◆ **READING PASSAGE**:
A system includes a retarder in electrical communication through an electric link with an alternator, and a controller that compares a power measurement with an accessory load on a system during a retard event, and can reduce an electrical load on the alternator, or can remove all electrical loads from an engine, when electric power that is generated from the retarder is measured to be greater than an accessory load on the system. The system may include an alternator that provides a motor function to rotate a shaft coupled to an engine that is mechanically coupled to one or more mechanically drivable accessories. The alternator powers the mechanically drivable accessories in place of or in addition to the engine.

Claims

exact text as granted — not AI-modified
1 . A system, comprising:
 a retarder comprising a motor that can supply electric power through an electric link;   a controller capable of comparing a power measurement with an accessory load on a system during a retard event, and of reducing an electrical load on an alternator to about zero, or of reducing a mechanical load on an engine, when electric power generated from the retarder is measured to be greater than an accessory load on the system; and   an energy storage device electrically coupled to the electric link, wherein the energy storage device has a determined upper electrical load limit.

◆ **DIRECTIONS FOR THIS TASK**: Write what follows the last sentence of the retarder patent text, keeping its claim style.

◆ **DATA PROVIDED**:
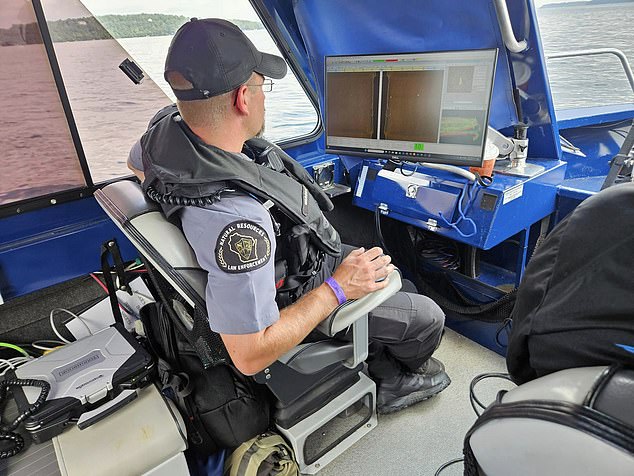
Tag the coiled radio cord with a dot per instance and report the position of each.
(7, 433)
(158, 197)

◆ **RIGHT ANSWER**:
     
     
         2 . The system as defined in  claim 1 , wherein the alternator is directly mechanically coupled to a prime mover. 
     
     
         3 . The system as defined in  claim 1 , wherein the retarder comprises a resistor bank, and at least a portion of the excess electrical load is discharged as thermal energy from the resistor bank. 
     
     
         4 . The system as defined in  claim 1 , further comprising a plurality of motors, wherein the controller receives both a motor power signal and a motor speed signal from each motor of the plurality; and based on the motor power signal and the motor speed signal derives a total motor power command during a retard event. 
     
     
         5 . The system as defined in  claim 1 , wherein the controller receives measurements of an accessory load current and an accessory load voltage, and the controller derives an amount of accessory load power by multiplying the accessory load current measurement and the accessory load voltage measurement, and optionally the controller adds an additional power component from an associated look-up table based on an operating mode or operating condition. 
     
     
         6 . The system as defined in  claim 1 , wherein the controller determines a combined electrical load of the accessory load on the system and of the electrical load on the energy storage device, and routes electrical load that is in excess of the combined electrical load to a retarder during the retard event. 
     
     
         7 . The system as defined in  claim 1 , wherein the energy storage device can supply power to the alternator to supplement or replace crankshaft torque from the engine during a non-retard event or during an operational mode in which electrical power is not being generated by a traction motor.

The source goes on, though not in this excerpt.